§ Task objective
Find all lines in the records that contain the word "every", and copy each of them out in full.

-- BEGIN --

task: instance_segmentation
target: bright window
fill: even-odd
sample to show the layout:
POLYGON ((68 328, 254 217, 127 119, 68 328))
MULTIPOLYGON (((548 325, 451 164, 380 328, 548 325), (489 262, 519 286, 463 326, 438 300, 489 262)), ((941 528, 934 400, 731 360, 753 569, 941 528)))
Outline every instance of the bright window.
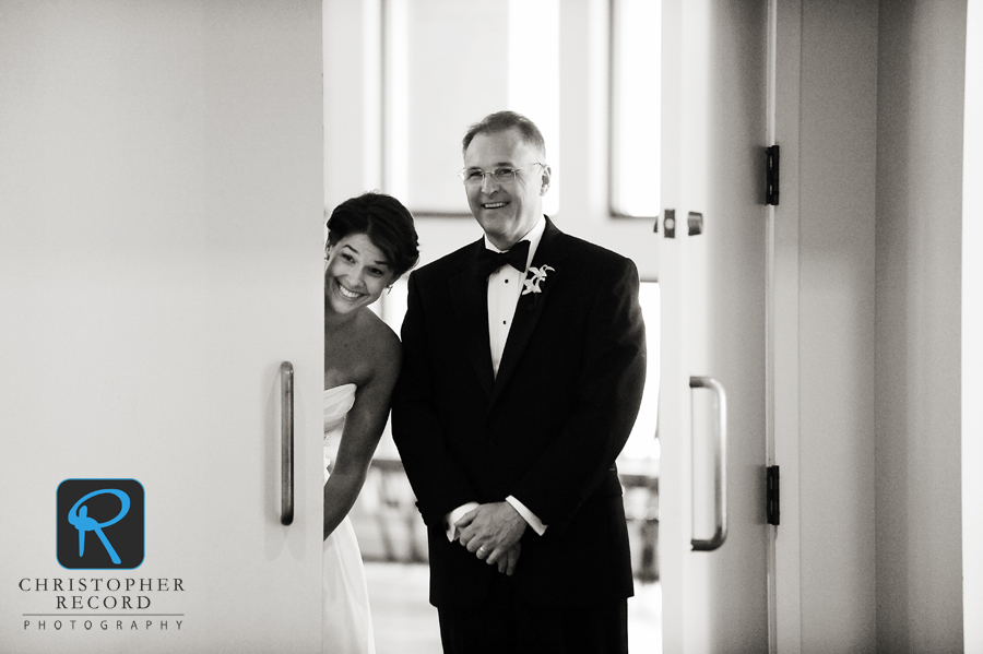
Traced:
POLYGON ((615 215, 659 215, 661 4, 612 0, 611 206, 615 215))

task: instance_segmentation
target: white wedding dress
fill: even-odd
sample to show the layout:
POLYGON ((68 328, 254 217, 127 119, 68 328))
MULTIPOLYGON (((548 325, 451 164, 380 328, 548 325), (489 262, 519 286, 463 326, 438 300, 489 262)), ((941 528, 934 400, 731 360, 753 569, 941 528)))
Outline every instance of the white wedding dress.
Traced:
MULTIPOLYGON (((355 403, 355 384, 324 391, 324 480, 328 480, 329 452, 337 449, 345 416, 355 403)), ((323 640, 324 654, 375 654, 372 617, 362 551, 352 522, 345 516, 324 540, 323 640)))

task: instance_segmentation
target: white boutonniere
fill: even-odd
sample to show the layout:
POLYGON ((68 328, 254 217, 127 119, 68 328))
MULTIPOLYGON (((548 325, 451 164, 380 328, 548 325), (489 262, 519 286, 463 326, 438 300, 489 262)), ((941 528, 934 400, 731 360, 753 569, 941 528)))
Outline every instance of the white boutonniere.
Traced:
POLYGON ((540 267, 534 267, 532 265, 529 266, 529 272, 532 276, 523 282, 525 288, 522 289, 522 295, 528 295, 530 293, 542 293, 540 284, 546 281, 547 272, 555 270, 556 269, 552 265, 542 265, 540 267))

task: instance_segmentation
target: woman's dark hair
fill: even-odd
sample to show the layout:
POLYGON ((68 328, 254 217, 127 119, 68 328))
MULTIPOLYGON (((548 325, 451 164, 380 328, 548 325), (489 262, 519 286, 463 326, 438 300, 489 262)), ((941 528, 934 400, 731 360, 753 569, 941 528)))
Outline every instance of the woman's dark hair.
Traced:
POLYGON ((413 216, 392 195, 371 191, 334 207, 328 218, 328 245, 334 246, 356 234, 366 235, 382 251, 394 273, 393 280, 419 261, 413 216))

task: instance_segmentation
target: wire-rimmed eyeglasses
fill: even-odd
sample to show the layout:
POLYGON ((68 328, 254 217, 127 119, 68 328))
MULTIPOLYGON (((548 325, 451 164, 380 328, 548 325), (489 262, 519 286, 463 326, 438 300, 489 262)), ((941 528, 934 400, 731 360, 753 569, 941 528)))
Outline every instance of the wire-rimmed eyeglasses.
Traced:
POLYGON ((467 186, 478 186, 481 183, 484 183, 485 177, 490 177, 498 183, 509 183, 511 181, 516 181, 516 176, 523 170, 529 170, 531 166, 543 166, 545 168, 546 164, 535 162, 530 164, 525 168, 509 168, 504 166, 501 168, 489 170, 488 173, 482 170, 481 168, 462 168, 458 171, 458 177, 460 177, 461 180, 467 186))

-- END --

§ Response to the task
Outline every instance of the bright window.
Outline every instance of the white wedding dress.
Outline every instance of the white boutonniere.
Outline every instance of the woman's dark hair.
Outline every instance of the wire-rimmed eyeglasses.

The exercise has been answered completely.